Instruction |
Below you will find a set of lines. Repeat them all exactly.
═════ Exercise inputs ═════
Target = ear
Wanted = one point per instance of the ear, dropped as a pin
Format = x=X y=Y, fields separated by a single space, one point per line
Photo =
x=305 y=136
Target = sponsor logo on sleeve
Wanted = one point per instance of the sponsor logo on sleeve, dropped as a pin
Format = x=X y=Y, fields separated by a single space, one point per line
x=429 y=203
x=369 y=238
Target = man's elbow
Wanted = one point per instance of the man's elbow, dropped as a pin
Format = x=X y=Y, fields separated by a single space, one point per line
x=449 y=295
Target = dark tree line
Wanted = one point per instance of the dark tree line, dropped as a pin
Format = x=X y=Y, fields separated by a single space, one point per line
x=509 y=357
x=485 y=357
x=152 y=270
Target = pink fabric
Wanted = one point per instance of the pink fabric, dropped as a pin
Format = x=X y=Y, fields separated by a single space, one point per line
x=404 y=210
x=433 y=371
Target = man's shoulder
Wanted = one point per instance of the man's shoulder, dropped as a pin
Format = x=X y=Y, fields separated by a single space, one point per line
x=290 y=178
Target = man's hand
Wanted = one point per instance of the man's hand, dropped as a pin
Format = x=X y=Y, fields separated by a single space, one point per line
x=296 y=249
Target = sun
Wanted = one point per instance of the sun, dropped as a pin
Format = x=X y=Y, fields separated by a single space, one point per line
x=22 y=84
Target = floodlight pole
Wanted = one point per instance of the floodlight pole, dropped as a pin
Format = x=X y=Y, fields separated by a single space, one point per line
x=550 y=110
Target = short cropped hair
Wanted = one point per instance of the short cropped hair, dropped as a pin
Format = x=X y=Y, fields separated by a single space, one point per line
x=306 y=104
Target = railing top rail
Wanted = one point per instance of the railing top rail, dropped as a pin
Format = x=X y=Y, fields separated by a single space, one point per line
═════
Written answer |
Target = ear
Wanted = one point per instance of the ear, dropped as a pin
Format = x=X y=Y, fields separated by a single space, one point per line
Photo =
x=305 y=136
Target = sponsor logo on sleeve
Wanted = one point per instance of the sponsor logo on sleeve, dropped as a pin
Format = x=X y=Y, fields separated by a single space, one point per line
x=429 y=203
x=369 y=238
Target = man's elbow
Wanted = one point per instance of the man's elbow, dropped as a pin
Format = x=X y=Y, fields separated by a single space, one point per line
x=449 y=295
Target = dark tree line
Wanted = one point per instance of the dark tree line, dropped as a pin
Format = x=X y=Y, fields separated by a single space, one point per line
x=509 y=357
x=485 y=357
x=152 y=270
Target = pink fabric
Wanted = one point per instance of the pink fabric, dropped as a pin
Format = x=X y=Y, fields separated by a single space, one point per line
x=404 y=210
x=433 y=371
Target = man's shoulder
Wanted = one point per instance of the man's shoulder, dropped as a pin
Format = x=X y=Y, fields separated by a single space, one point per line
x=290 y=178
Target = man's hand
Wanted = one point per instance of the man's hand, dropped as a pin
Format = x=X y=Y, fields separated by a single space, one point per line
x=296 y=249
Target = sun
Wanted = one point per instance of the sun, dropped as a pin
Format = x=X y=Y, fields separated by a single space, one point per line
x=22 y=84
Target = floodlight pole
Wanted = one point per instance of the floodlight pole, dropped as a pin
Format = x=X y=Y, fields separated by a single space, one point per line
x=550 y=110
Target = short cropped hair
Wanted = one point per instance of the short cropped hair, dropped as a pin
Format = x=X y=Y, fields separated by a single space, one point per line
x=306 y=104
Target = railing top rail
Wanted = one point per instance of the railing top rail, dropped as a pin
Format = x=X y=Y, fields separated by a single space, one point per line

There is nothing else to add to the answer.